Give back the records in their entirety, exactly.
------------------------------------------------------------------------
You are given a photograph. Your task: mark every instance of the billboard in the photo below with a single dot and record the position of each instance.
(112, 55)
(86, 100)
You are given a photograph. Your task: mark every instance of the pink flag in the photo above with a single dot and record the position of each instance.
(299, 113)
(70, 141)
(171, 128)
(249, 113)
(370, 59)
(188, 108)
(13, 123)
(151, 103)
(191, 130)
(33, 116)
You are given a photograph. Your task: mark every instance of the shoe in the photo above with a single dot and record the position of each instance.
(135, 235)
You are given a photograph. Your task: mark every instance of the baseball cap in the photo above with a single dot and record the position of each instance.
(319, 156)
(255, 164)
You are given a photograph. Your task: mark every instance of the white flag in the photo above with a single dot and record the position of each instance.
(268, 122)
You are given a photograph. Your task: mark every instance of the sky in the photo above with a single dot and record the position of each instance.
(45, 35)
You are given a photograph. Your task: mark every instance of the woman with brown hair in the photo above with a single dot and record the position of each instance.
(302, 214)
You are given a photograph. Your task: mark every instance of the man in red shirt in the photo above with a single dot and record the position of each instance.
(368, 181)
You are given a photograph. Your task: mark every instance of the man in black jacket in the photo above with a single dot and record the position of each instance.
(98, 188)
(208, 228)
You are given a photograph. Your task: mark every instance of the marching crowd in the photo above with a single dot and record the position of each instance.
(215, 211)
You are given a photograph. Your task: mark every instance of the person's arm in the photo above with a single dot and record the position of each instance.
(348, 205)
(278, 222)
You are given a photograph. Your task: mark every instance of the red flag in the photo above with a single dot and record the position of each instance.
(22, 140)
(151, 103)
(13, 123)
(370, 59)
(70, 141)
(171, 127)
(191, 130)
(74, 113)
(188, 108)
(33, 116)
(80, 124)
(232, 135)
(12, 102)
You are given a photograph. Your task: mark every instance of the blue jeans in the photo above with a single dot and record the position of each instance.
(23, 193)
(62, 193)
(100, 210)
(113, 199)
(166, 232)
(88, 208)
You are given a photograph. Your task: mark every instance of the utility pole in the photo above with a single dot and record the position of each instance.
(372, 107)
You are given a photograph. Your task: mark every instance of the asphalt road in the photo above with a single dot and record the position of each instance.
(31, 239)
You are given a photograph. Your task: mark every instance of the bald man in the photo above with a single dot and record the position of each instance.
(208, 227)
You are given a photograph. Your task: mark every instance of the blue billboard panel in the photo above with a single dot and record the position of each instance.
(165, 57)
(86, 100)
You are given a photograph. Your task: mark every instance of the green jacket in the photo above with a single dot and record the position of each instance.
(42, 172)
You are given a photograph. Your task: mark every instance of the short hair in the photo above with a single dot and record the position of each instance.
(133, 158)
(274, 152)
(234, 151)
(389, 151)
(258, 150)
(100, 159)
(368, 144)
------------------------------------------------------------------------
Response area
You are given a photograph. Your task: mark every instance of the billboard in the photo below with a single dot and record the position of each instance.
(112, 55)
(86, 100)
You are given a photograph. Your task: mark every instance of the pink flag in the photo above with a single dot and record the position of each instance.
(299, 113)
(70, 141)
(171, 128)
(249, 113)
(370, 59)
(188, 108)
(13, 123)
(151, 103)
(191, 130)
(33, 116)
You are given a photograph. Your task: mark every instance of the shoe in the photo above with a single dot and record the position of each instance.
(135, 235)
You are given a photograph. Your task: mark every instance of the baseball cap in the photo above with a single dot and record the position of each instance.
(319, 156)
(255, 164)
You are given a photograph. Your task: mark every instance of the white flag in the photo above with a single dot and record the position of each instance.
(268, 122)
You are given a photograph. Your task: mark every instance of the sky in the photo above with a single dot and record the position of each instance.
(45, 35)
You are given a photograph. Your task: mark every instance of the woman with brown hair in the photo above with a single dot and record the position of each instance.
(302, 214)
You are given a photograph. Your task: mark every instance of the man in red shirt in the photo above with a single dot and record the position of each instance.
(368, 181)
You are given a photograph. Your task: mark every instance of the man in black jacket in the photo above with a single dot and record the position of each instance.
(98, 188)
(208, 228)
You are given a photograph. Your task: mark every instance of the marching crowd in the photo above with a single dot and record the position of each instance.
(215, 211)
You are given a photograph. Your task: mark every instance of the person's arm in the photo above with a single dot and record the position of each instance.
(348, 205)
(278, 222)
You are given a photograph. Your task: mark every instance of the red flag in the photo above with a single dot and record the position of each instance.
(22, 140)
(151, 103)
(13, 123)
(370, 59)
(70, 141)
(171, 127)
(191, 130)
(74, 113)
(188, 108)
(33, 116)
(80, 124)
(232, 135)
(12, 102)
You are given a photograph. Your task: mark every instance of the blue jeans in the photo above with a single dot and record the position of each instance.
(23, 193)
(62, 193)
(100, 210)
(113, 199)
(166, 232)
(88, 208)
You are given a photograph. Your task: mark every instance of the utility pole in the photo above with a single dot and record the position of each instance.
(372, 107)
You are given a photograph. Your task: mark every instance of the asphalt road in the photo above with a single dot and record the position of each instance.
(31, 239)
You are given a photograph. Your task: mark every instance of the bald man in the photo above with a single dot and record the position of each instance.
(208, 227)
You are given a photograph. Your task: mark every instance of the blue billboard panel in the photo above with a single dot and record the position of each instance.
(165, 57)
(86, 100)
You are given a photograph. Your task: mark every instance of the green jacket in the photo above with a single dot and record the position of each instance.
(42, 172)
You are given a photograph. Your task: mark every instance of the short hair in the photo above with a single dot and record the position of each instance.
(133, 158)
(274, 152)
(234, 151)
(389, 151)
(258, 150)
(100, 159)
(368, 144)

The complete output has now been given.